-- start Records shown --

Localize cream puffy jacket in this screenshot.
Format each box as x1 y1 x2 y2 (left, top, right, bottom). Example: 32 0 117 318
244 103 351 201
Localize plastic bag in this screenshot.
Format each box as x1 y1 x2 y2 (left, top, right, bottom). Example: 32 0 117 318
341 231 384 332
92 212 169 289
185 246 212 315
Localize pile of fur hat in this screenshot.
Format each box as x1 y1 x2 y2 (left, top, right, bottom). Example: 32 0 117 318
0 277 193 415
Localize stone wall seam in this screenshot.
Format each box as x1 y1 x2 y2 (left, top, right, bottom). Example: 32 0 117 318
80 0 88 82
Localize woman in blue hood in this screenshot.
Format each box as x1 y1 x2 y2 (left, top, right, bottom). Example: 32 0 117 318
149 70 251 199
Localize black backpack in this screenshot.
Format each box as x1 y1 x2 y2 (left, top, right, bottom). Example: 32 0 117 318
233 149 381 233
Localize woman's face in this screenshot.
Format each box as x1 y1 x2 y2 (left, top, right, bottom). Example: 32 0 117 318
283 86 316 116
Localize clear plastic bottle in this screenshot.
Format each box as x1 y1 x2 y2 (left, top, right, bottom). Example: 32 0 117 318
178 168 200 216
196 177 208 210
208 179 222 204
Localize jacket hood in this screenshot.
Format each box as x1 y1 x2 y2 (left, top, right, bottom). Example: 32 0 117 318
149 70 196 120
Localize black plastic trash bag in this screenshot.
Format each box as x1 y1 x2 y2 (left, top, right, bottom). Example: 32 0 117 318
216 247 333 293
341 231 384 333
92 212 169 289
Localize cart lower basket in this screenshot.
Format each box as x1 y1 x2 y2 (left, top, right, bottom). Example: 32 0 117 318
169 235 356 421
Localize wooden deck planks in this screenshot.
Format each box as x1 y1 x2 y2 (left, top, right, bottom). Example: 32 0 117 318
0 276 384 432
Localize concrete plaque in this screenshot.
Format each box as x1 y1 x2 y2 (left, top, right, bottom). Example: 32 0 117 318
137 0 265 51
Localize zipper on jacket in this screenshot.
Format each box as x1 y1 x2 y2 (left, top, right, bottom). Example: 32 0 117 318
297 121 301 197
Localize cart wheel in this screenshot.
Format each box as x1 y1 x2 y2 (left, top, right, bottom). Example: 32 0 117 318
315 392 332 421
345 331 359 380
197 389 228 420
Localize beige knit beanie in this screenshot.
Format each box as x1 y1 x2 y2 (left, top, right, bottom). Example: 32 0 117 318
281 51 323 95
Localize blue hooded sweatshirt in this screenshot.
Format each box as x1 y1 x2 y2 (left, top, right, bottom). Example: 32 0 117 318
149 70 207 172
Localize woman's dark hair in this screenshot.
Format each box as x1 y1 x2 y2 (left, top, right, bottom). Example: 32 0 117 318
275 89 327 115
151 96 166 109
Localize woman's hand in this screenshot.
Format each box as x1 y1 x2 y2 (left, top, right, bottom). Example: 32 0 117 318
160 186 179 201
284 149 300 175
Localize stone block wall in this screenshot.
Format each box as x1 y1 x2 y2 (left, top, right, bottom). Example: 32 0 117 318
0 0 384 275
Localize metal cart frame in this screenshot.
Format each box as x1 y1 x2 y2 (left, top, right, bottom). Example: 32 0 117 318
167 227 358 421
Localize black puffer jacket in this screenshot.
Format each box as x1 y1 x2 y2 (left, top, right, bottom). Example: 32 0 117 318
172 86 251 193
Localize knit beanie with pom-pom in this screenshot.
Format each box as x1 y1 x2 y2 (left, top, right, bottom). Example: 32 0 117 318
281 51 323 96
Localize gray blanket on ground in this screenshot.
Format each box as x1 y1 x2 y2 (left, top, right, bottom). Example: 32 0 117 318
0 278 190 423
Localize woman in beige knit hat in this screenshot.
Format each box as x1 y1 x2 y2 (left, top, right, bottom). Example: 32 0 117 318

-- end Records shown --

## Set task
Please copy everything from the start of the rows down to the line that contains "208 179 222 204", with that line included.

## Solution to the problem
Localize cream puffy jacket in this screenshot.
Format each box as x1 y1 x2 y2 (left, top, right, bottom). Example: 32 0 117 318
244 103 351 201
Localize plastic bag in this screenshot.
Format each box as x1 y1 x2 y2 (left, top, right, bottom). Example: 32 0 117 318
341 231 384 332
92 212 169 289
185 246 212 315
Localize pile of fur hat in this screenshot.
Format each box as x1 y1 x2 y2 (left, top, right, bottom). Example: 32 0 117 318
0 277 193 415
Localize stone wall seam in this screenshot.
Format each box as x1 y1 x2 y2 (left, top, right, bottom). Example: 32 0 117 318
80 0 88 82
Localize woman in blue hood in this screenshot.
Format each box as x1 y1 x2 y2 (left, top, right, bottom). Example: 32 0 117 318
149 70 251 199
Localize black backpack in this screenshot.
Format each box as x1 y1 x2 y2 (left, top, right, bottom). Example: 32 0 117 318
233 149 381 233
Localize woman's face in this screenshot.
Format each box as x1 y1 x2 y2 (left, top, right, bottom). Example: 32 0 117 318
283 86 316 116
Localize clear plastic bottle in this screenshot.
Format each box as x1 y1 x2 y2 (left, top, right, bottom). Example: 32 0 117 318
178 168 200 216
196 177 208 210
208 179 222 204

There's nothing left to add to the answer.